# [Assignment]
Answer these questions from the Medicaid text below:
(a) What was Medicaid spending in 2001?
(b) Who writes a letter asking Congress not to put the Medicaid funds the school system receives at "risk"?
(c) What position does Josh Archambault hold, and with which organization?

# [Provided text]
If your boss ‘cut’ your salary like Senate Republicans want to ‘cut’ Medicaid, you’d be getting a hefty pay increase.
That’s just one piece of context that’s missing from the negative narratives coming out of Washington regarding Senate Republicans’ attempts to replace some elements of Obamacare with the Better Care Reconciliation Act.
As President Donald Trump tweeted Wednesday, Medicaid spending is $389 billion in 2017. That would grow to an estimated $458 billion by 2026. Under the status quo, Medicaid spending would grow to $624 billion by 2026. For context, Medicaid spending was $129 billion in 2001.
Remember those facts when Clark County School District Superintendent Pat Skorkowsky writes a show-boating letter asking Congress not to put the Medicaid funds the system receives at “risk”. News flash: The funds aren’t at risk. But CCSD students’ ability to read is at risk. Focus on that.
“Only in Washington is slowing the rate of growth a cut,” said Josh Archambault, a senior fellow with the nonpartisan Foundation for Government Accountability. “In both the House and Senate bill they spend more money (on Medicaid) — every year — it’s just growing less fast.

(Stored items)
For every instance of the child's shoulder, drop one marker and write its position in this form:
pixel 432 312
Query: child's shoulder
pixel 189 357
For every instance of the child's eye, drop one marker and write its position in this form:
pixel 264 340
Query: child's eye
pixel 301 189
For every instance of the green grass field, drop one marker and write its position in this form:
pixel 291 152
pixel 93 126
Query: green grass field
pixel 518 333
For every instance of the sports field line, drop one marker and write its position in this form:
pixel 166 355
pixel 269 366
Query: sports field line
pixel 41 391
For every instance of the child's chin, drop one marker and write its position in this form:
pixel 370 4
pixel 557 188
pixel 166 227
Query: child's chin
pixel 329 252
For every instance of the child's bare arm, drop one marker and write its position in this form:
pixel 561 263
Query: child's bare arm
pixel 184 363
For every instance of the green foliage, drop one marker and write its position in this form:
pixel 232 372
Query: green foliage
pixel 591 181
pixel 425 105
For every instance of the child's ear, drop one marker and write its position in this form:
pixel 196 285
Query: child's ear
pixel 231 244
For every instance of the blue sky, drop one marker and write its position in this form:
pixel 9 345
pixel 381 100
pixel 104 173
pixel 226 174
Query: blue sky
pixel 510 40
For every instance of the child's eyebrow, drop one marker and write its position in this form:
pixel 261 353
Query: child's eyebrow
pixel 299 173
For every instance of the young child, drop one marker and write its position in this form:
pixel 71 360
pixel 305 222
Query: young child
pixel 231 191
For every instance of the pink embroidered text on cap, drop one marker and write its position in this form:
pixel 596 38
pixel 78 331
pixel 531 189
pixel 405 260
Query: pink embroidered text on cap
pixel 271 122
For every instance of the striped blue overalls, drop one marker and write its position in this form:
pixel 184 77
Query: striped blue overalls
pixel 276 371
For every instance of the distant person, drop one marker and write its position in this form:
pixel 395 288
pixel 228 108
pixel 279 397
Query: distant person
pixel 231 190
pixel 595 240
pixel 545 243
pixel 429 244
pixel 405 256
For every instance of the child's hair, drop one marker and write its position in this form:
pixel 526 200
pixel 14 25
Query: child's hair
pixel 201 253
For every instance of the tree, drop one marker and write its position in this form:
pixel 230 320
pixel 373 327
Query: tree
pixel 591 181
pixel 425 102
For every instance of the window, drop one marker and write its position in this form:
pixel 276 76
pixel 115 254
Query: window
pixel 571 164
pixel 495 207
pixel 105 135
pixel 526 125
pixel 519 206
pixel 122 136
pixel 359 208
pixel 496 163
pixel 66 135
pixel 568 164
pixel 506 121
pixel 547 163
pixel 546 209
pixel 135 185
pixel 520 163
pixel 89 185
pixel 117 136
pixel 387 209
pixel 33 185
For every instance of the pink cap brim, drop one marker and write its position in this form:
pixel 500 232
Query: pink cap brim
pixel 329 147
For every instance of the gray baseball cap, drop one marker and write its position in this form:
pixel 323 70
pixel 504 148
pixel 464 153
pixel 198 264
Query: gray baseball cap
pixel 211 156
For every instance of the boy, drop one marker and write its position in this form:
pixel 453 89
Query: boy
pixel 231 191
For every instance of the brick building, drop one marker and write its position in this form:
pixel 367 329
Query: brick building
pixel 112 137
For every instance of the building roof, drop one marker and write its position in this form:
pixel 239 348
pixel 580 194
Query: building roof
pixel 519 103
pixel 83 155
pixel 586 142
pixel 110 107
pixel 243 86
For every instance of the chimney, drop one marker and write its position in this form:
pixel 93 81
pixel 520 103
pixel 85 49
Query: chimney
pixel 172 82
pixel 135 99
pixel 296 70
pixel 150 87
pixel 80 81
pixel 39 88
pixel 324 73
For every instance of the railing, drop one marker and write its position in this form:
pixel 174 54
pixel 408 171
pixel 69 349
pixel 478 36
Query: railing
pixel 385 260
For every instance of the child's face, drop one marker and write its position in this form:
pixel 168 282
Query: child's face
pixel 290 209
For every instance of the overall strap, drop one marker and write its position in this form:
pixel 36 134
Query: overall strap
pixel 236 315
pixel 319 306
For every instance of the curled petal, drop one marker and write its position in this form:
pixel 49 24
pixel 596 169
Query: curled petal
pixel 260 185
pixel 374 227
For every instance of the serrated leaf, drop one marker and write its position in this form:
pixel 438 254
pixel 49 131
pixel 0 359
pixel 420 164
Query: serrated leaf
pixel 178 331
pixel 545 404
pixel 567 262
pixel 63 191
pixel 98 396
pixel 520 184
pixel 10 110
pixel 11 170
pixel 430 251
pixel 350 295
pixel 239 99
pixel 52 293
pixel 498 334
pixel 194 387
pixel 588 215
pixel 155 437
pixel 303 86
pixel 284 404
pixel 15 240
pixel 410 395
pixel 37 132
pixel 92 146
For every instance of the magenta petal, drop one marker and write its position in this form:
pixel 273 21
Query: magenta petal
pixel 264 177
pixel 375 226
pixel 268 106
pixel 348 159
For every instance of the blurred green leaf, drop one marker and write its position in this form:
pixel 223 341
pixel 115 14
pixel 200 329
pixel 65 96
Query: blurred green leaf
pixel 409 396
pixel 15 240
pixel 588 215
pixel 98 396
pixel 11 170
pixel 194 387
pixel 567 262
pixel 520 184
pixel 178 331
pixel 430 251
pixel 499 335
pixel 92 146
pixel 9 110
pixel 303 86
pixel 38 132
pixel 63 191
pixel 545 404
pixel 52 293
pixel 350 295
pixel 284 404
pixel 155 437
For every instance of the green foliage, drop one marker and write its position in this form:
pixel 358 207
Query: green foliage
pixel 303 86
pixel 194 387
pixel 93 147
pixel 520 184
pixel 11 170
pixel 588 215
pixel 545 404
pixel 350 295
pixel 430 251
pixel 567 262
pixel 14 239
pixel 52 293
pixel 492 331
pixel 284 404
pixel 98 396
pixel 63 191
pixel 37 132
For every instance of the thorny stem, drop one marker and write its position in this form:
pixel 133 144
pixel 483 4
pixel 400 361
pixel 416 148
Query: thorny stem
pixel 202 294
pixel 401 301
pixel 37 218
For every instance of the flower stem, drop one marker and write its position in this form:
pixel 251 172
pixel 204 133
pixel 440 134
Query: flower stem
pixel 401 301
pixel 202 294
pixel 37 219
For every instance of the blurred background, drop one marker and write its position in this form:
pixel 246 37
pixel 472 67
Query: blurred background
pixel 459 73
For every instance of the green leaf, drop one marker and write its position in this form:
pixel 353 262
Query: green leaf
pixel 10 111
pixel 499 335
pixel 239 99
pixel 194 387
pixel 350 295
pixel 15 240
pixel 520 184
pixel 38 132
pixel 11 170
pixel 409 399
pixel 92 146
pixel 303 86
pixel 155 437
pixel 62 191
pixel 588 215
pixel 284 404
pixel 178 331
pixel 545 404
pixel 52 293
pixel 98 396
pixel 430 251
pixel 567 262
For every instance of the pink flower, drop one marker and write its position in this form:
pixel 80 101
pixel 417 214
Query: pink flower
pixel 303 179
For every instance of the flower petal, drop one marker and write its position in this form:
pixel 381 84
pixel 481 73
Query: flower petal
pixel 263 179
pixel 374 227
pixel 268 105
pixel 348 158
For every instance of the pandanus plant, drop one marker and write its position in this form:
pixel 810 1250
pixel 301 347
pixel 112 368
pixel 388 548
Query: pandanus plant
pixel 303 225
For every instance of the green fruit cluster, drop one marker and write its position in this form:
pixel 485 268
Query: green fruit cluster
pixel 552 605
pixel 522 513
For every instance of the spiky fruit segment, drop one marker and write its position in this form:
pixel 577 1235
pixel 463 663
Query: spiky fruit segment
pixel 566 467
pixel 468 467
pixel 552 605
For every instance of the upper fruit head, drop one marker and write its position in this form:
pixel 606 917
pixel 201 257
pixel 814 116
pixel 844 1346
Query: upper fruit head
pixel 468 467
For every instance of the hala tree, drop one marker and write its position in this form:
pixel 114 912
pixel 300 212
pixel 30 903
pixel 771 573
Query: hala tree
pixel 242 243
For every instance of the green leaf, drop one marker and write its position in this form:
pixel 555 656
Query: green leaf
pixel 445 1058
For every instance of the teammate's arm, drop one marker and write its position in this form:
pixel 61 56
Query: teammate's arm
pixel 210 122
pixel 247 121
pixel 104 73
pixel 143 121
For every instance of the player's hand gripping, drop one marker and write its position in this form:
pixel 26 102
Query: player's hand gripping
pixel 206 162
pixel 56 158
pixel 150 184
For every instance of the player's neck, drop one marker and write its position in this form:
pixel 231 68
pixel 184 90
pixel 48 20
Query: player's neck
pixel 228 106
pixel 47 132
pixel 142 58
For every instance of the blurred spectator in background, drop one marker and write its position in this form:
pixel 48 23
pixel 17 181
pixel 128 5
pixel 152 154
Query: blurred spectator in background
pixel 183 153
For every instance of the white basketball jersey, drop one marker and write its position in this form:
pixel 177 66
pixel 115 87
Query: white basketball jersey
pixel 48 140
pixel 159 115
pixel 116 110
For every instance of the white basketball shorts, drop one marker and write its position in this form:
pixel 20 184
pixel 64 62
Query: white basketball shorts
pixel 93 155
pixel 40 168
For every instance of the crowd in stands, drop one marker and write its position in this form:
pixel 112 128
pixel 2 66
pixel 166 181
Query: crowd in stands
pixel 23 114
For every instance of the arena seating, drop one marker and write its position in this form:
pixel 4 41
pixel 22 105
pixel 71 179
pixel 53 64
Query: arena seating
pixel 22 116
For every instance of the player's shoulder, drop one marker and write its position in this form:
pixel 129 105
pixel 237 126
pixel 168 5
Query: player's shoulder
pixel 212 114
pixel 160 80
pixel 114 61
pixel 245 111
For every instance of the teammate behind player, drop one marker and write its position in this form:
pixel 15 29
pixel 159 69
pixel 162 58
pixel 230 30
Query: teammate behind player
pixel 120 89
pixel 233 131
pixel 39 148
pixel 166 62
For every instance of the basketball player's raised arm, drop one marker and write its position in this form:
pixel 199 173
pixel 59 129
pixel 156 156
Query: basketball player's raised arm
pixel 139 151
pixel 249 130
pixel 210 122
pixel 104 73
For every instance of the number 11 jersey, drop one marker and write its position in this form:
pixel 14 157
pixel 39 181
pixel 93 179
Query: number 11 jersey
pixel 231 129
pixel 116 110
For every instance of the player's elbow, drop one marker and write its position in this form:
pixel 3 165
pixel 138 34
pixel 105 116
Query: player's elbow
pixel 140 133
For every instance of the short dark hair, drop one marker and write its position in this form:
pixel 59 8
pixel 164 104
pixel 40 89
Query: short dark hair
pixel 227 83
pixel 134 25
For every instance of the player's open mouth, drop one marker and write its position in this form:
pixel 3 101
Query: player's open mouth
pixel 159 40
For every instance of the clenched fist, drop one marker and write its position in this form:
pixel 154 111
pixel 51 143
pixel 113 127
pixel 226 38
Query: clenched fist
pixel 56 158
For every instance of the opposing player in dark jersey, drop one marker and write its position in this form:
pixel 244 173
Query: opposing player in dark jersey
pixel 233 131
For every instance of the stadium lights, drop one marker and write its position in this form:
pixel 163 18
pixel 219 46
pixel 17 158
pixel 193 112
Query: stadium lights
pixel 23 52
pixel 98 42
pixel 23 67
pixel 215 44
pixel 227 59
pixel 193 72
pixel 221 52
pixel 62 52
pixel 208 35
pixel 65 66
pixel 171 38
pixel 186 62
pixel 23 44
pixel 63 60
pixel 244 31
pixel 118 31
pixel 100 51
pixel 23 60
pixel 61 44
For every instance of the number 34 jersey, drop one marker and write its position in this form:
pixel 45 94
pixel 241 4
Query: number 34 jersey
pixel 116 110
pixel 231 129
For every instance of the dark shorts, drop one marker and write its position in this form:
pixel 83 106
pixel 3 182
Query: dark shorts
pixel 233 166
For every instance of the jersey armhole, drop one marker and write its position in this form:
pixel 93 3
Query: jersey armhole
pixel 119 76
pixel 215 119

# [Result of the task]
(a) $129 billion.
(b) Clark County School District Superintendent Pat Skorkowsky.
(c) He is a senior fellow with the nonpartisan Foundation for Government Accountability.